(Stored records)
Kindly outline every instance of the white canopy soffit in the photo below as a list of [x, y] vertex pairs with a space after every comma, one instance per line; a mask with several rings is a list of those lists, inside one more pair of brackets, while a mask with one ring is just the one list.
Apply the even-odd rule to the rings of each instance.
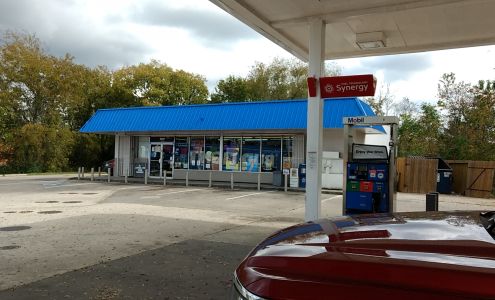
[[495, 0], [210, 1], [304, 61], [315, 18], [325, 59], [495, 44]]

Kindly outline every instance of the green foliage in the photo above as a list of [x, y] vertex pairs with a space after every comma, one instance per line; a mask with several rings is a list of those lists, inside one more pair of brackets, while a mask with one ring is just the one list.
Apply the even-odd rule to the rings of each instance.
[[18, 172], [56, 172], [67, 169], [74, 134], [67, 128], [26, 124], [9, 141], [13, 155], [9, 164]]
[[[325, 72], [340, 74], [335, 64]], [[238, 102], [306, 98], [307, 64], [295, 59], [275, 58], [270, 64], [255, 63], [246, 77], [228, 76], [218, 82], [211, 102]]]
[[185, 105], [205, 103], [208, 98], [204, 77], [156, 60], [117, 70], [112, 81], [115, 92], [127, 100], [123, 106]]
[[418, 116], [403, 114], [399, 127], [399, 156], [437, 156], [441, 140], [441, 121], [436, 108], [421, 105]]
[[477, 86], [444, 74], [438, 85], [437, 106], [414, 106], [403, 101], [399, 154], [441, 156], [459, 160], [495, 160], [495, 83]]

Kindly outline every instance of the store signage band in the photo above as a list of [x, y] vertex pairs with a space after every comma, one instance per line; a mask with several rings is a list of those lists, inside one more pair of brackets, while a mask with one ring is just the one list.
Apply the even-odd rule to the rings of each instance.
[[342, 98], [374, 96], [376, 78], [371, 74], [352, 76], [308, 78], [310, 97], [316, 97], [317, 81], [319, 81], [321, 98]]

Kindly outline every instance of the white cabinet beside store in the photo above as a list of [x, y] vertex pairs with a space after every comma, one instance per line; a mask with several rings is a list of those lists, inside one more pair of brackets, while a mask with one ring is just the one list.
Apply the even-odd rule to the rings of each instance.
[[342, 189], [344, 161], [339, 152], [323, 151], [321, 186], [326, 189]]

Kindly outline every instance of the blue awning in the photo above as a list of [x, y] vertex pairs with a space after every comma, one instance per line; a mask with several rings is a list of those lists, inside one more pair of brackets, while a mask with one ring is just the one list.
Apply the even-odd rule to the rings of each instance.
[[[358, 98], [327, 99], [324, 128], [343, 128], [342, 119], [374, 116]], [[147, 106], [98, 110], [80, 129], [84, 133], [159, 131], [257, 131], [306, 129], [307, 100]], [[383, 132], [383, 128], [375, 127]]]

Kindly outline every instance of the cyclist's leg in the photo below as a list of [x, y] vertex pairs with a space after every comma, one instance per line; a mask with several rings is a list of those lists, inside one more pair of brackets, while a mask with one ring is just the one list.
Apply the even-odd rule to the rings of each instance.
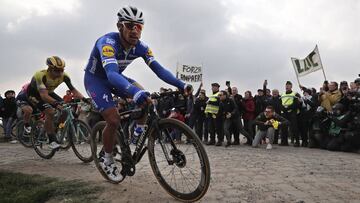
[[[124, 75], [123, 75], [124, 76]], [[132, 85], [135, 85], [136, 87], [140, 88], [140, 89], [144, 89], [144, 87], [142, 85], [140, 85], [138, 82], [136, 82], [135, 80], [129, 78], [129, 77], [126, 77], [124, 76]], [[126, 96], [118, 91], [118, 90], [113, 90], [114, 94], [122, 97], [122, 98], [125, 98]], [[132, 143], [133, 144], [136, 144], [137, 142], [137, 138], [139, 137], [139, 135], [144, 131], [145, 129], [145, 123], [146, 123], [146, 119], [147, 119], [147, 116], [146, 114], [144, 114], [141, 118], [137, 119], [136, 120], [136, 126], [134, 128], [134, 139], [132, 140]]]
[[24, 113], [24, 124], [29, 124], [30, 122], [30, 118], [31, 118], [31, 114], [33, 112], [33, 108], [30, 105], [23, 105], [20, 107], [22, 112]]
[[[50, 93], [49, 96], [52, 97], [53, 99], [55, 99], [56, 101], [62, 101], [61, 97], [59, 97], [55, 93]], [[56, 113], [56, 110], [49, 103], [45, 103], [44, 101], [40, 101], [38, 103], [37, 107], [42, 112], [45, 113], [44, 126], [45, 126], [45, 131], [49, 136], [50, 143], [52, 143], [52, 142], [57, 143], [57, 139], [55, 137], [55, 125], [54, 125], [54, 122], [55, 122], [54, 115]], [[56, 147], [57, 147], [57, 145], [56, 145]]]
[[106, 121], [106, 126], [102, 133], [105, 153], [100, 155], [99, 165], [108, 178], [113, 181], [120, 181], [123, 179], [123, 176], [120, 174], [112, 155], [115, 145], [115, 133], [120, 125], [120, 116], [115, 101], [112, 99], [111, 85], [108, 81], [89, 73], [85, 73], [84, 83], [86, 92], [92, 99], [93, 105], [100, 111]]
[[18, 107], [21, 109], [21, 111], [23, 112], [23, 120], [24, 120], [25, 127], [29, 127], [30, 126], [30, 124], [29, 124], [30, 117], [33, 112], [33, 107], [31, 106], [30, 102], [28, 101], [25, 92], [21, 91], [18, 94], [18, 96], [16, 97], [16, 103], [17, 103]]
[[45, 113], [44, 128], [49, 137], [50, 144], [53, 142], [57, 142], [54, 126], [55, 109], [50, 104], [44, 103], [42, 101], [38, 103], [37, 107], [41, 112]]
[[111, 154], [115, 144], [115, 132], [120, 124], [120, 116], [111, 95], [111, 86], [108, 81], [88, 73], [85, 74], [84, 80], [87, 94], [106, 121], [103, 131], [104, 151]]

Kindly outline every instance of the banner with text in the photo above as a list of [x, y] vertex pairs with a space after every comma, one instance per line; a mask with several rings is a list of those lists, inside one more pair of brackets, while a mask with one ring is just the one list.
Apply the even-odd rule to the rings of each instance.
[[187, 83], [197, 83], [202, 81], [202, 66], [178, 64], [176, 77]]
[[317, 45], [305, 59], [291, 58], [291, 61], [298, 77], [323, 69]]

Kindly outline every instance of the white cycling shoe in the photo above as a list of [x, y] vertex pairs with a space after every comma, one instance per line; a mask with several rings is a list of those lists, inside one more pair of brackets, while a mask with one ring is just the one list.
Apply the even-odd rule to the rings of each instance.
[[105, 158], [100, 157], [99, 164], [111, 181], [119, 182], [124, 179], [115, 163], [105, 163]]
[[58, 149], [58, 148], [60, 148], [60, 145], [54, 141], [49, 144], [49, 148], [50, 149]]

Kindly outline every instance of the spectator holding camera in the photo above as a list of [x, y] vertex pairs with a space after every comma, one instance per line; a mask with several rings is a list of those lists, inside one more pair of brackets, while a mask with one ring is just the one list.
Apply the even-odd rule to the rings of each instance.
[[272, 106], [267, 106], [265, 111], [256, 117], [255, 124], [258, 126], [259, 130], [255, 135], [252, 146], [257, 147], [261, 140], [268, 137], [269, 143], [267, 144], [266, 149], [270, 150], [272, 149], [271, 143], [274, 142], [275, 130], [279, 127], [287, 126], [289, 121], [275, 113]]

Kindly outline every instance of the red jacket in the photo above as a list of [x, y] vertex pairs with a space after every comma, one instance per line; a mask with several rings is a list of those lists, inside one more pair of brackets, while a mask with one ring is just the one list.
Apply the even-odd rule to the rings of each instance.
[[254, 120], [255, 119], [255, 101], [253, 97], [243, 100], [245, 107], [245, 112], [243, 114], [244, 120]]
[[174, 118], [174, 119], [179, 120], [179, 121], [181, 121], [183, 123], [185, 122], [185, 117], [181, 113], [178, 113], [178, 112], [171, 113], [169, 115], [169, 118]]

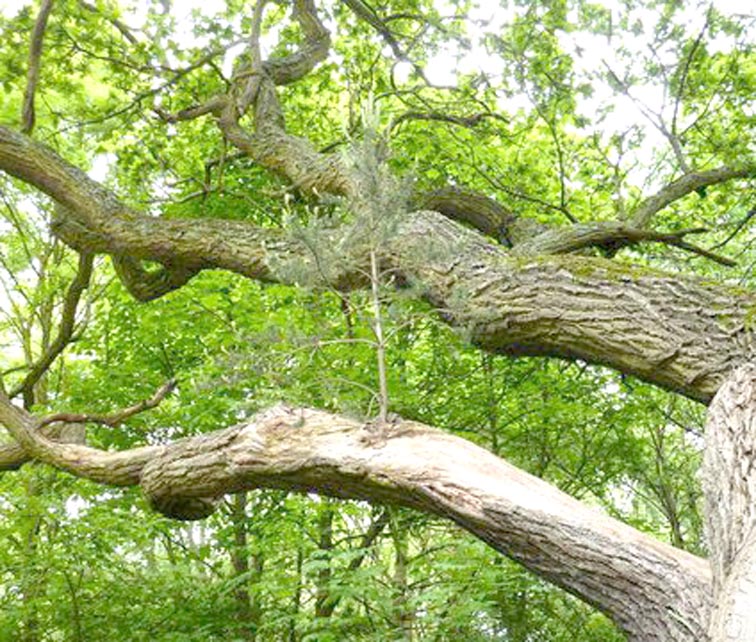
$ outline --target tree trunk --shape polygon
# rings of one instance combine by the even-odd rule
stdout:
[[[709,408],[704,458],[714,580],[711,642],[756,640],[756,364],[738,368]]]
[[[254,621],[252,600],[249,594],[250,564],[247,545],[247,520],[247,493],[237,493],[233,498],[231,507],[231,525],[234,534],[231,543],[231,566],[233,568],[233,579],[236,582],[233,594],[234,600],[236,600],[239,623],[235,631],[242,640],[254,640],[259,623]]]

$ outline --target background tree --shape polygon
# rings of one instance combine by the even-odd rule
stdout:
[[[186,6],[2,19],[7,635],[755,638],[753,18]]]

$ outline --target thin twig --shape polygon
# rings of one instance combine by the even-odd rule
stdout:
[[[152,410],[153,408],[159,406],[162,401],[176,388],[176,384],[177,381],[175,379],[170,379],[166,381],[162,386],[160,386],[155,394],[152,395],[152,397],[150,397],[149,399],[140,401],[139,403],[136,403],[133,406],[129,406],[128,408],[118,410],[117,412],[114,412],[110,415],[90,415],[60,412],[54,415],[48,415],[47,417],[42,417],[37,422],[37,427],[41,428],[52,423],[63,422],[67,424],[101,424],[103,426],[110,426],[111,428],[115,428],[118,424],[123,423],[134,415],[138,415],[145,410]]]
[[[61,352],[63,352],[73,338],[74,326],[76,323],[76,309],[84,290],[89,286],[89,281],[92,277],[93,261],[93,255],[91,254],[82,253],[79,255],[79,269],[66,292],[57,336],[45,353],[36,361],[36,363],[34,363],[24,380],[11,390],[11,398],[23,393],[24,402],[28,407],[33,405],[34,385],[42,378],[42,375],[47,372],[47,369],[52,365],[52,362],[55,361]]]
==
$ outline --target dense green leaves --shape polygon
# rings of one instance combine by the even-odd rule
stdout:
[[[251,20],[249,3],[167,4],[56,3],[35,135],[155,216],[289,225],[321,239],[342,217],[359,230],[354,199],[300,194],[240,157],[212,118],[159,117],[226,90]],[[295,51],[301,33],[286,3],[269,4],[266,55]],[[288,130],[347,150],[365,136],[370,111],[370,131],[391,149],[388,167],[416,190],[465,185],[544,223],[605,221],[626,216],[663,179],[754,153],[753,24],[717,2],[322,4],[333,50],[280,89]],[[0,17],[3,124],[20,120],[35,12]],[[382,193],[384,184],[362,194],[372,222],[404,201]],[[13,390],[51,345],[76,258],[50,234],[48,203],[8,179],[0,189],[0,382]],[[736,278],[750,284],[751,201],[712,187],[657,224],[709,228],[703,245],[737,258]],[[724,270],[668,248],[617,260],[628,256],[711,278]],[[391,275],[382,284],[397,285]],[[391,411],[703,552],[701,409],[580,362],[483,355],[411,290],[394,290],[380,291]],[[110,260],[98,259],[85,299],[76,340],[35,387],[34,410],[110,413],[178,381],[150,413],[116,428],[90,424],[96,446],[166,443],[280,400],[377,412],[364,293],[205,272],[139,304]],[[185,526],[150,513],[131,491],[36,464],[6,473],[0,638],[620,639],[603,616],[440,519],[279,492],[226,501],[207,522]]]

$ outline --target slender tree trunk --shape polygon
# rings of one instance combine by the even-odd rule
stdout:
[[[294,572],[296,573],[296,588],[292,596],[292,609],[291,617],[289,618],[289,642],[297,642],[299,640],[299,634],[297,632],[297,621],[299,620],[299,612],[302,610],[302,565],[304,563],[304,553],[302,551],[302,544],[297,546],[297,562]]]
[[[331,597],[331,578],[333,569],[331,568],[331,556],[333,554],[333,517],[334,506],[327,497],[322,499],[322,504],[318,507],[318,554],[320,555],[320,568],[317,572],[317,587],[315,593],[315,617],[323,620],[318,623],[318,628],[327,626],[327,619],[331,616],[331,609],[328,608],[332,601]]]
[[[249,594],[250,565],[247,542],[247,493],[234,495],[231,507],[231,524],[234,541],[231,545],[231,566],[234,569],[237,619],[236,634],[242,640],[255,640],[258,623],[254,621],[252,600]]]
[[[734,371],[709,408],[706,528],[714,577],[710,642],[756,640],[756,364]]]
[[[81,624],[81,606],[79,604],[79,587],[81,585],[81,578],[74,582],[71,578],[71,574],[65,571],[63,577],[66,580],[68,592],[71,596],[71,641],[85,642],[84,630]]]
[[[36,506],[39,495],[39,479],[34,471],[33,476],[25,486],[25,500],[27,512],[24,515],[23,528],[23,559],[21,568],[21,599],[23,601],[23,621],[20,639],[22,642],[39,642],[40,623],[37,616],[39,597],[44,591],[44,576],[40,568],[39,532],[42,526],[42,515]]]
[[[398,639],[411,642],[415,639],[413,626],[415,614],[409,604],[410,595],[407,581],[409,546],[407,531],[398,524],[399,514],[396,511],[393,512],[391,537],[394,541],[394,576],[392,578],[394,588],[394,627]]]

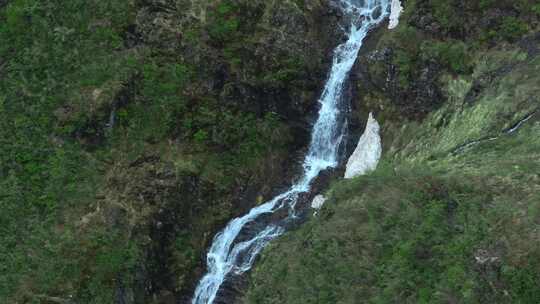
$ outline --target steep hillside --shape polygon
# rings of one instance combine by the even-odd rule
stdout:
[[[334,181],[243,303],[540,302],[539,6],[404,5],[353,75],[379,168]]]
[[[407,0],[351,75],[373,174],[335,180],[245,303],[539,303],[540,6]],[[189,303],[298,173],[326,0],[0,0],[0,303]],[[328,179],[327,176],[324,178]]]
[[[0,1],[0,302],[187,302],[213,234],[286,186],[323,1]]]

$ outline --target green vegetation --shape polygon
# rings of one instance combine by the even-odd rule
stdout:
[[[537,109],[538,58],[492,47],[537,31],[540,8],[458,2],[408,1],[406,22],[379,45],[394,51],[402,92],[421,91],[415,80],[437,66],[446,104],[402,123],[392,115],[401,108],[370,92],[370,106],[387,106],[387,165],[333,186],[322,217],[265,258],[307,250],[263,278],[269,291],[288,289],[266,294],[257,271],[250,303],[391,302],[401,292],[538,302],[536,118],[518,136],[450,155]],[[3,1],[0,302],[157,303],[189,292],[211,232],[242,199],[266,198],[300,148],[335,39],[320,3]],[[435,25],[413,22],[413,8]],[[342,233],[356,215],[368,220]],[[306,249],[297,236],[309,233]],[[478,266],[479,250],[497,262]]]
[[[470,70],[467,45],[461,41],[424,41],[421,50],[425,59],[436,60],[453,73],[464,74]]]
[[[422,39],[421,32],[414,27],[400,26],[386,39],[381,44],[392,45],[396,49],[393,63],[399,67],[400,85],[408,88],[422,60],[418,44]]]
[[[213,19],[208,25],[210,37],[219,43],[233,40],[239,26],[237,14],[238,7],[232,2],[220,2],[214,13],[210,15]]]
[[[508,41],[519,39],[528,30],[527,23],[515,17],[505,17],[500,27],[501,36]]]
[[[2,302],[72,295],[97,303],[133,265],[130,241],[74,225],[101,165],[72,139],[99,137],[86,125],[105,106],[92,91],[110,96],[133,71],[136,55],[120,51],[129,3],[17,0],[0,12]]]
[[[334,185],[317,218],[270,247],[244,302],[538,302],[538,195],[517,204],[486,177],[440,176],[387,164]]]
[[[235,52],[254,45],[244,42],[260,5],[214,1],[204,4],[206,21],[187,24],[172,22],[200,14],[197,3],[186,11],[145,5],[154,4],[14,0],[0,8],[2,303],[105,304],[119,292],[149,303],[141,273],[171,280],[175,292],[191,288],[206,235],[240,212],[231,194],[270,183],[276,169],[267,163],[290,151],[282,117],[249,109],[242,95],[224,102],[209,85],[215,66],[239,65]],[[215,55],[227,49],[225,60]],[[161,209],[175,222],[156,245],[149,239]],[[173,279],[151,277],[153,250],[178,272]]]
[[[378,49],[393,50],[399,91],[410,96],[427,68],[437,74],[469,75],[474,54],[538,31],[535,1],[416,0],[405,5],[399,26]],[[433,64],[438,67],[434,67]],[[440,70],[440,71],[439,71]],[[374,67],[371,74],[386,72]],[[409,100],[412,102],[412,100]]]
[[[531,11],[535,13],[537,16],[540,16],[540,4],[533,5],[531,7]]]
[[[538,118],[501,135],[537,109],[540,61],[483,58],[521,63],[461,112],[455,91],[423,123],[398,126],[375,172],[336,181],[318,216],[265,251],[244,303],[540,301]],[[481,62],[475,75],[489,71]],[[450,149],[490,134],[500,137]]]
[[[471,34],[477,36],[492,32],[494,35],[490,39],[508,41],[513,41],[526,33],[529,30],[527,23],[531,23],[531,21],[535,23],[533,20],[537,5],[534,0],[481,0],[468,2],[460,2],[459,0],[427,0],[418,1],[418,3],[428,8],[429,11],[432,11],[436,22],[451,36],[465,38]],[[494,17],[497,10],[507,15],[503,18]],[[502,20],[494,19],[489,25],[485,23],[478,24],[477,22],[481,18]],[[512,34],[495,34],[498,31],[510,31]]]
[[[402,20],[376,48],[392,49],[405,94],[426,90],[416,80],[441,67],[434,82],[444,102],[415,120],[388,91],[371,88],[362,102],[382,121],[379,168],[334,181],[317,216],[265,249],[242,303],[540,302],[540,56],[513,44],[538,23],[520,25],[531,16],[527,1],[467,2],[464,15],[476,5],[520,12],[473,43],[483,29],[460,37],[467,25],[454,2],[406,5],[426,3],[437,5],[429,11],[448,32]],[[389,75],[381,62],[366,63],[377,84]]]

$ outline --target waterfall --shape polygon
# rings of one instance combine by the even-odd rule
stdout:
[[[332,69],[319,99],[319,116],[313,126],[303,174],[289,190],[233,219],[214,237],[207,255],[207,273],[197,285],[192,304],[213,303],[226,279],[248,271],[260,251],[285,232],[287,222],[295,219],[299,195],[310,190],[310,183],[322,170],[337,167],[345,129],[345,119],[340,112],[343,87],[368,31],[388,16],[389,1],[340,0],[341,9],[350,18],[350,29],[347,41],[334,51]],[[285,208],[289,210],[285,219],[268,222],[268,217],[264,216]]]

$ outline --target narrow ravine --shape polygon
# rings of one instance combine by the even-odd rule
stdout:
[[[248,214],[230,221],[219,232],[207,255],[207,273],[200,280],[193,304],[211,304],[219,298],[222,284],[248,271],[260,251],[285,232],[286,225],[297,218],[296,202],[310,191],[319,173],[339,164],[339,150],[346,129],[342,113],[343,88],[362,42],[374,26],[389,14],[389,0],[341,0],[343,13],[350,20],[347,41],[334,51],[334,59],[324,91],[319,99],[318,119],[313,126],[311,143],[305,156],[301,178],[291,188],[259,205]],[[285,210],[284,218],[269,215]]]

● **What to do**: Tell how many lines above include "polygon", and add no other text.

● **Solution to this problem**: 9